| SOURCE TEXT |
════════

UN: WHO Spends More on Travel Than on Most Diseases

[summary]

Maria Cheng

“WHO Spends More on Travel Than Disease; Health: Staff For the Cash-Strapped UN Health Agency is Ignoring Rules To Contain Travel Costs, According to Internal Documents”, in Seattle Times, May 22, 2017. p. A5.

WHO spends more than $200 million a year on travel, far more than it spends on some important diseases. In 2016, WHO spent $71 million on AIDS and hepatitis, $61 million on malaria, $59 million on Tuberculosis, and $450 on polio.

When WHO director-general Dr. Margaret Chan traveled to Guinea, where WHO fought Ebola, she stayed at the biggest presidential suit in the Palm Camayenne Hotel at $1008 a night. Critics note such extravagance sends the wrong message, and manipulation of travel expenses is rampant.

════════

| RECORDED DATA |
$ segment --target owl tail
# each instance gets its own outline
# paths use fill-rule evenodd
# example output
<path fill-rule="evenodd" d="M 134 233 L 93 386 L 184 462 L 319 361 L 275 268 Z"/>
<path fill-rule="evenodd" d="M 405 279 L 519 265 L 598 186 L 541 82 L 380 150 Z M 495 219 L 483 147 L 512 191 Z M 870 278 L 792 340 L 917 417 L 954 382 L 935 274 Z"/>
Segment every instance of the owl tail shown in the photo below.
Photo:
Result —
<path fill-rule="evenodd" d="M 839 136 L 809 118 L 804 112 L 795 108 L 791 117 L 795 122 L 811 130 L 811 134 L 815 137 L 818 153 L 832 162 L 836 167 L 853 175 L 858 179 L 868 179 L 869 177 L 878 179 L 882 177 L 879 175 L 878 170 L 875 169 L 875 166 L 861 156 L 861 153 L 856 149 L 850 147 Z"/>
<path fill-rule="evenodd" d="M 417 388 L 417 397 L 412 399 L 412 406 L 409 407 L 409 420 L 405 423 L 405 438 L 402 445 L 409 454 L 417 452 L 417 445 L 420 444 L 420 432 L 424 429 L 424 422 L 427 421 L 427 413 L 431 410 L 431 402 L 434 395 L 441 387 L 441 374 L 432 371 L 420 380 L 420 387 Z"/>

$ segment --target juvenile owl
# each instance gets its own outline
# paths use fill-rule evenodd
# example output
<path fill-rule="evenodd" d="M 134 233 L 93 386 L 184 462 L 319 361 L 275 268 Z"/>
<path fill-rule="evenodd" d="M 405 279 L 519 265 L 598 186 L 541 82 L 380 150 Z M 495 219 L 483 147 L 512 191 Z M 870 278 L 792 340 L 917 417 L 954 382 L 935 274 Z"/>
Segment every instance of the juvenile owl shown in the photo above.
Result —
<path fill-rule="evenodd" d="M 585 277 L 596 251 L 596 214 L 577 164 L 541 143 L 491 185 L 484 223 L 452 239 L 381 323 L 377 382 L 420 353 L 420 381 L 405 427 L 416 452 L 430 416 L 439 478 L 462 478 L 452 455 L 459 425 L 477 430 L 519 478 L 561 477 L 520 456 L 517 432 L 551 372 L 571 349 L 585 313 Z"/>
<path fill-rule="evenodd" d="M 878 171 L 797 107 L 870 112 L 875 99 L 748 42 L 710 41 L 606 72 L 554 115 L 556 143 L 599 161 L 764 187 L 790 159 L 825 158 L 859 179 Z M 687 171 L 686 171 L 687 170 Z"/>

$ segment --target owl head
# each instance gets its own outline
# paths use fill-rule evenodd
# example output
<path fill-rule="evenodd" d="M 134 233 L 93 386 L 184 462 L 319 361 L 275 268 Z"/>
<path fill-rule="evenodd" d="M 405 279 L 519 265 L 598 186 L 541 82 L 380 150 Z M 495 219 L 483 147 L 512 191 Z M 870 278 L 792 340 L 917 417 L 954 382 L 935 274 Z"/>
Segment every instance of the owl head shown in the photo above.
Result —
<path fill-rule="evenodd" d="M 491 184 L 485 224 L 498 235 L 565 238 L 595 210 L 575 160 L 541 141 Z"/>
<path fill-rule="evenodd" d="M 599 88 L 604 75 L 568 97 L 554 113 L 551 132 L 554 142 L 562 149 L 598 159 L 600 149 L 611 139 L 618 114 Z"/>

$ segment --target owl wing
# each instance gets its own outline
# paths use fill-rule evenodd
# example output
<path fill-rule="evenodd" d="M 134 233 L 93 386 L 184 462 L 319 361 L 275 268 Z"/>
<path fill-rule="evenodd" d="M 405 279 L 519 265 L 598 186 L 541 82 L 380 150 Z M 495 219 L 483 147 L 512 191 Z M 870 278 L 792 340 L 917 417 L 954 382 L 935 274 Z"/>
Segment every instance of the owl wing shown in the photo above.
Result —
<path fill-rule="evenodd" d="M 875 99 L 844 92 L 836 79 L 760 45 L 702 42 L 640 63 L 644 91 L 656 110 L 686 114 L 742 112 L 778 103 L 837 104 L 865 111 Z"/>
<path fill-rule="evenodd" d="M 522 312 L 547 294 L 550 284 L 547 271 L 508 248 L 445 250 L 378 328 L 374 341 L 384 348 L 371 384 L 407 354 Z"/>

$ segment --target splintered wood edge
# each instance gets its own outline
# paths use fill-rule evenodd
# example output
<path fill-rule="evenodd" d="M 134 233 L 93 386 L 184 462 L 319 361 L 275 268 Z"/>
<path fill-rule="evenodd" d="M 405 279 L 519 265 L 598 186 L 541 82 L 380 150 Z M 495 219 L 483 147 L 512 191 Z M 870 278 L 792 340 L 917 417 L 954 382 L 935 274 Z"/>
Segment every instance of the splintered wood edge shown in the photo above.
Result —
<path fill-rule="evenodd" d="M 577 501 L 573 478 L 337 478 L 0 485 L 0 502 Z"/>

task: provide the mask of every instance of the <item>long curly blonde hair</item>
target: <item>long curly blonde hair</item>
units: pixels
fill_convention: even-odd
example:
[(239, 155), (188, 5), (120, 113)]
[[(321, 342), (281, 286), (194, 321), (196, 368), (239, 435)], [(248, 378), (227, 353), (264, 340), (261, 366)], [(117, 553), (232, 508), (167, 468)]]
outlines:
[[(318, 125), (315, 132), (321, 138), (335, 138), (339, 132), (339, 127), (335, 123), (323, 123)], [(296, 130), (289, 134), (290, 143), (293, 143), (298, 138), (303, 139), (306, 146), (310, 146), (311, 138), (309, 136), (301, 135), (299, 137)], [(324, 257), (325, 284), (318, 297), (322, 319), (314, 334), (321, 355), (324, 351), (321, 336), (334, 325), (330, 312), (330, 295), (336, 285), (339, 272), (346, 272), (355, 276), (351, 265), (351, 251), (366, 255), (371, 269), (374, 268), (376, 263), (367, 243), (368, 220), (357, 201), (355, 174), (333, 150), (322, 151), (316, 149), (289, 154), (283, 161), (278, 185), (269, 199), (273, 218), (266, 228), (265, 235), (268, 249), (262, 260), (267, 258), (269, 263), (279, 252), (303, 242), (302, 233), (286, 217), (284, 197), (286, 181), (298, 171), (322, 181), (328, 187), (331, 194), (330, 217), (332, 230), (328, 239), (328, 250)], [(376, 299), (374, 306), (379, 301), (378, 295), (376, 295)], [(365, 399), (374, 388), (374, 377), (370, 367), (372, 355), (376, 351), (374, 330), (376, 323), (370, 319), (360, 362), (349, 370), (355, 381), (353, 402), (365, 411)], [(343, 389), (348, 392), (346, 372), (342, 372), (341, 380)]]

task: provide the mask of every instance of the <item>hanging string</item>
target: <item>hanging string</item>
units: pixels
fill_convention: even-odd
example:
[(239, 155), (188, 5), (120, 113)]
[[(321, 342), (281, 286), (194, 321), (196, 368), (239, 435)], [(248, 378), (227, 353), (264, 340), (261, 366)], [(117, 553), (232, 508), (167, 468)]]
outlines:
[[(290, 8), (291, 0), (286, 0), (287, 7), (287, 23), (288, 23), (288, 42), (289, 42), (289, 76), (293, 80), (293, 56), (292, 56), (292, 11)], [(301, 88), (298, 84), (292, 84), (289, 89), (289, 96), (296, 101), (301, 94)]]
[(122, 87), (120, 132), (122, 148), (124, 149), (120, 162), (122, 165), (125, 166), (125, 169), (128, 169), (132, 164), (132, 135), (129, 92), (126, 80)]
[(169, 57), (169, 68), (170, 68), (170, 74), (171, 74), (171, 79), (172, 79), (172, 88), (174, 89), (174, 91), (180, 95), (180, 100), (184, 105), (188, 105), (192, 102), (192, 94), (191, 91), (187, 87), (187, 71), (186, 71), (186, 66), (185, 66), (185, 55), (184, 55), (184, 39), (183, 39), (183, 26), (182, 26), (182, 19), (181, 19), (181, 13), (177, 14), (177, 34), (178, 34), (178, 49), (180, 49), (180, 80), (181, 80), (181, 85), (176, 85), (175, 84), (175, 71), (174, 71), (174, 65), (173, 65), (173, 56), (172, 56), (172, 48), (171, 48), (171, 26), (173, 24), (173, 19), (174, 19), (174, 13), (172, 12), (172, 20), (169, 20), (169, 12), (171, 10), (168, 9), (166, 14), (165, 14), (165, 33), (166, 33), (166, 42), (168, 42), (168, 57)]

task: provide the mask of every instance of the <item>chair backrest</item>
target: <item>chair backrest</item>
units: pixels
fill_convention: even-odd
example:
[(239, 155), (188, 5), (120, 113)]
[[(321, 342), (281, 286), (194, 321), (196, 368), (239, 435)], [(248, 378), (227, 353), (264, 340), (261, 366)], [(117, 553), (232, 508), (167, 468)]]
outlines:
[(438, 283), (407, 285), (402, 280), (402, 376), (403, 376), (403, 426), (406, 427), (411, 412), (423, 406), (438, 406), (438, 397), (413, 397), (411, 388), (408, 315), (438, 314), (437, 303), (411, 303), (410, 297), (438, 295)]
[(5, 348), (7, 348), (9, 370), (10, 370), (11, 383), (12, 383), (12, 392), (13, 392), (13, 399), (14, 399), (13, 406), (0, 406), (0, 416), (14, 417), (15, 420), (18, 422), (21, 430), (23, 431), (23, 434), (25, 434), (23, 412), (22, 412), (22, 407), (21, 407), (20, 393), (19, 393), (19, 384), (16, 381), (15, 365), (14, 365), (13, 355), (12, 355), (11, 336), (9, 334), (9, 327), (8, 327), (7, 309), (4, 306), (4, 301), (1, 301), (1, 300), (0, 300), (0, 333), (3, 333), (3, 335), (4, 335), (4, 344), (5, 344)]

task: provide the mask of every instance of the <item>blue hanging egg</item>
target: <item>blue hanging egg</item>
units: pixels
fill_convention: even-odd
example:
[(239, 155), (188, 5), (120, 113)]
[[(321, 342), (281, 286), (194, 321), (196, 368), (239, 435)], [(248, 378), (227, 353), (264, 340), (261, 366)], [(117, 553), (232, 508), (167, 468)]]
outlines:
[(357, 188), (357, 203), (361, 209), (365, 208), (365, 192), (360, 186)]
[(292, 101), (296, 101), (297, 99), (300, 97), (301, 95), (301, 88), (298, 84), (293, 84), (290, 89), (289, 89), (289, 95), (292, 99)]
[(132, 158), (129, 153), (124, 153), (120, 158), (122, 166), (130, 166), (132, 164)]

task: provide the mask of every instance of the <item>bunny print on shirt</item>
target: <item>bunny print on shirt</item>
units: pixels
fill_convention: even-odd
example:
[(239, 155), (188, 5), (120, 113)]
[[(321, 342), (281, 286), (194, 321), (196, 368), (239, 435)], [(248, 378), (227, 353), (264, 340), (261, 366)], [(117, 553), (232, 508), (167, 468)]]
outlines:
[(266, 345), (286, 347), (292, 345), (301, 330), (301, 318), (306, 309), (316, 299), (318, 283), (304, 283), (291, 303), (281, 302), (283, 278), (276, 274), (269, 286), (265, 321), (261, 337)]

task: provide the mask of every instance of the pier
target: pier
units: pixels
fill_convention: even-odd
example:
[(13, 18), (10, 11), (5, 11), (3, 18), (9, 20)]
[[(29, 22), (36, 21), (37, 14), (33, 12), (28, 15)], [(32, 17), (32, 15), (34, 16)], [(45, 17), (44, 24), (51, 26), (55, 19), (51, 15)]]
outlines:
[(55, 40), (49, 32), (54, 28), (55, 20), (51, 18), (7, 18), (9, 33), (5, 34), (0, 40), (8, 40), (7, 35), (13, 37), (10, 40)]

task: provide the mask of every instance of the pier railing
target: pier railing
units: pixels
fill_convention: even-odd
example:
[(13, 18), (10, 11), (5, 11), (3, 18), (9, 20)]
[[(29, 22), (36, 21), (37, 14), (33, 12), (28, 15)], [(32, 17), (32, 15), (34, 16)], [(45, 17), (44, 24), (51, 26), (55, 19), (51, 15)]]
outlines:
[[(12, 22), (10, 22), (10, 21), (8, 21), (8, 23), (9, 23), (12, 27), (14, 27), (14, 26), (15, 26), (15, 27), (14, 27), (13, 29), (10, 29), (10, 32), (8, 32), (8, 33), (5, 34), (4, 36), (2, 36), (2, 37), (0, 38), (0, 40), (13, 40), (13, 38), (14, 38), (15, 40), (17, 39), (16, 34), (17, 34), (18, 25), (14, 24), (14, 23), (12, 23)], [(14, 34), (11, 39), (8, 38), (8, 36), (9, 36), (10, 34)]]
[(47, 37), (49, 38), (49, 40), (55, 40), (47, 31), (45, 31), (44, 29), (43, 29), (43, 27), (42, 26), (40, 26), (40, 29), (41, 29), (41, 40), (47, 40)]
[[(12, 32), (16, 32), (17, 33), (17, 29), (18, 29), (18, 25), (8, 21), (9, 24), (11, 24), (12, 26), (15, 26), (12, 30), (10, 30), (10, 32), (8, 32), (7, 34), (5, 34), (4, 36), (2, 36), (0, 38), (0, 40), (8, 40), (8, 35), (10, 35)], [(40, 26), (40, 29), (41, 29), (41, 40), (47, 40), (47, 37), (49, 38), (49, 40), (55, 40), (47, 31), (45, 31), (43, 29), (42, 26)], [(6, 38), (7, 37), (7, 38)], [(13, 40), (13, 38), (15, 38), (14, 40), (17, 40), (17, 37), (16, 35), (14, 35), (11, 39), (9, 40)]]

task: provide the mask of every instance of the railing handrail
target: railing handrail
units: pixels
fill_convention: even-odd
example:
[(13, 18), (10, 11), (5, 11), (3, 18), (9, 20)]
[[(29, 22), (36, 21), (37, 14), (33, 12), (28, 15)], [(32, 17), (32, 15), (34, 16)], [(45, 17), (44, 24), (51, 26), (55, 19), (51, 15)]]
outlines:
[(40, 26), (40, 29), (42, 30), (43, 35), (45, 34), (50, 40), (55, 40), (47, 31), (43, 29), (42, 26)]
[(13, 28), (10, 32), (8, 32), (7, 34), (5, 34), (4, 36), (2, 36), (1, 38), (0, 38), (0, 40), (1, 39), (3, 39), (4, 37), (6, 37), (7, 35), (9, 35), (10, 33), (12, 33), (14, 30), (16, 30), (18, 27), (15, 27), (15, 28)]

════════

| WHAT TO WORK ON |
1 – Revise the stretch of the WHO travel summary from "UN: WHO Spends" through "expenses is rampant.", putting "lavishness" in place of "extravagance".
2 – Write the next part of the WHO travel summary, picking up after its final sentence.
The records have no connection to the WHO travel summary.

| ANSWERS PROVIDED |
1 –
UN: WHO Spends More on Travel Than on Most Diseases

[summary]

Maria Cheng

“WHO Spends More on Travel Than Disease; Health: Staff For the Cash-Strapped UN Health Agency is Ignoring Rules To Contain Travel Costs, According to Internal Documents”, in Seattle Times, May 22, 2017. p. A5.

WHO spends more than $200 million a year on travel, far more than it spends on some important diseases. In 2016, WHO spent $71 million on AIDS and hepatitis, $61 million on malaria, $59 million on Tuberculosis, and $450 on polio.

When WHO director-general Dr. Margaret Chan traveled to Guinea, where WHO fought Ebola, she stayed at the biggest presidential suit in the Palm Camayenne Hotel at $1008 a night. Critics note such lavishness sends the wrong message, and manipulation of travel expenses is rampant.

2 –
During the Ebola crisis, WHO spent $234 million on travel, and many thought those expenses were excessive, and that the spending cut into funding to actually fight Ebola. While WHO spent almost a quarter billion on travel, in Guinea, Liberia and Sierra Leone, people were dying because of a lack of rubber gloves, boots and soap. Chan and Dr. Bruce Aylward flew first class, and during the Ebola crisis traveled in the region by helicopter rather than by car.

Whistleblowers in WHO fear that if they are identified they will be fired immediately.

Since 2013, WHO has spent $803 million on travel. The annual budget of WHO is about $2 billion. Doctors Without Borders spends $43 million on travel a year, but it has 37000 workers, compared to WHO’s 7000 staffers. In 2016, UNICEF, with 13000 staffers, spent $140 million on travel.

Dr. Aishah Jha, director of the Global Health Institute at Harvard University observes that such wasteful spending can only make it harder for WHO to raise funds: In April it requested $126 milllion in new funding for the crisis in Yemen, and just before that sought $100 for the crisis in Somalia.